WHAT THE TASK ASKS: Summarize the gunshop post in two sentences.

READING TEXT:
^^^^^^^^^^^^^^^^

Postby JAG2955 » Mon Jul 11, 2016 2:18 am

The story you are about to read is true. I have not embellished a single item. Things in quotation marks "" are as they were spoken and heard by me. At least three of my co-workers can corroborate my story.

Okay, so I've been working at the shop for almost a month now. Below you will read a story of such insanity that you may not believe me. We've all heard about the "tall tales" or "odd balls" that seem to visit gunshops. I've spent enough time in a gunshop over my life that I thought they were a myth. I've never even met a single SEAL/Ranger/Recon/Pararescue/Space Shuttle Door Gunner. Yesterday I had my first encounter.

The time: 1700. A very busy Saturday. The place: An unnamed gunshop in a certain Texas metropolitan area. So an older guy walks in, probably late 50s, early 60s. He's wearing a STIHL hat and some overalls. I make a whole 1% commission, so I'm pretty proactive about talking to people.

I greet him, and ask him if there's anything that we can do for him. He wants a trust made and to purchase a suppressor to beat 41F. Sorry. Can't do it. You're too late. But don't worry, we'll help you to make it easy post-41F. He's not interested. Bummer.

So he starts asking about various guns on the wall. Looks at a few longer-range guns, and a SIG 716. I show him a used Winchester model 70 in .300WinMag that we have listed at a good price. Nope. Apparently off-the-shelf hunting guns aren't accurate enough for him. He shoots 1500 yards regularly. So I let him know that we also have a Savage 110BA in .338 Lapua that he may be interested in. Nope, he already has two of them.

^^^^^^^^^^^^^^^^

SUPPLIED MATERIAL:

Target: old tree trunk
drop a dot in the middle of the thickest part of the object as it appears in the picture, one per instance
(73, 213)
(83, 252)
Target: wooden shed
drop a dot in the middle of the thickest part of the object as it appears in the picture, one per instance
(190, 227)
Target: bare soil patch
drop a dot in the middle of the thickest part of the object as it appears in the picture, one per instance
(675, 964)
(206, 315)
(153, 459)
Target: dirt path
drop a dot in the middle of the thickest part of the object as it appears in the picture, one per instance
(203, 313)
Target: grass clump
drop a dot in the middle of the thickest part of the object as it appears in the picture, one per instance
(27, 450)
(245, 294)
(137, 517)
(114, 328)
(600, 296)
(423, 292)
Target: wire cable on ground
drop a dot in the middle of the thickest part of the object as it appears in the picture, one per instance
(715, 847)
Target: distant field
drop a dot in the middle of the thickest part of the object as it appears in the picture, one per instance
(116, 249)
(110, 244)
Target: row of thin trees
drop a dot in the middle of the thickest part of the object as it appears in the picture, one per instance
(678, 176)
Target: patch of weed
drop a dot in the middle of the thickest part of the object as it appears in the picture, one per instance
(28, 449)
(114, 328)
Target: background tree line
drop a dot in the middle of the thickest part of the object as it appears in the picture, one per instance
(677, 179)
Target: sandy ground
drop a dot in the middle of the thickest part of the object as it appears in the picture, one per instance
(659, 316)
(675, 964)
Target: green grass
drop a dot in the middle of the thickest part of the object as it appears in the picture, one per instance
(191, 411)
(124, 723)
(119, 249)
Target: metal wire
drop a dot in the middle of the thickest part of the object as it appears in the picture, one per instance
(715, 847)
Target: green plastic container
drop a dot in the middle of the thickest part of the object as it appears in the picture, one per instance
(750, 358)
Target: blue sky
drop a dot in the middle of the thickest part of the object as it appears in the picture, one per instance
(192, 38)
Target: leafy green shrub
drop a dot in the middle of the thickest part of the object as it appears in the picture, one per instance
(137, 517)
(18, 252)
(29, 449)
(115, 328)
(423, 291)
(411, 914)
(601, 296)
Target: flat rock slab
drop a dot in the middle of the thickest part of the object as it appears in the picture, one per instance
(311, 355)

^^^^^^^^^^^^^^^^

CORRECT OUTPUT: Almost a month into working at a gunshop in a Texas metropolitan area, the poster recounts a busy Saturday encounter with an older customer in a STIHL hat and overalls who wanted a trust and a suppressor before 41F, which was already too late. The customer then turned down a used Winchester Model 70 in .300WinMag because off-the-shelf hunting guns weren't accurate enough for his regular 1500-yard shooting, and he said he already owned two of the Savage 110BA in .338 Lapua that was suggested next.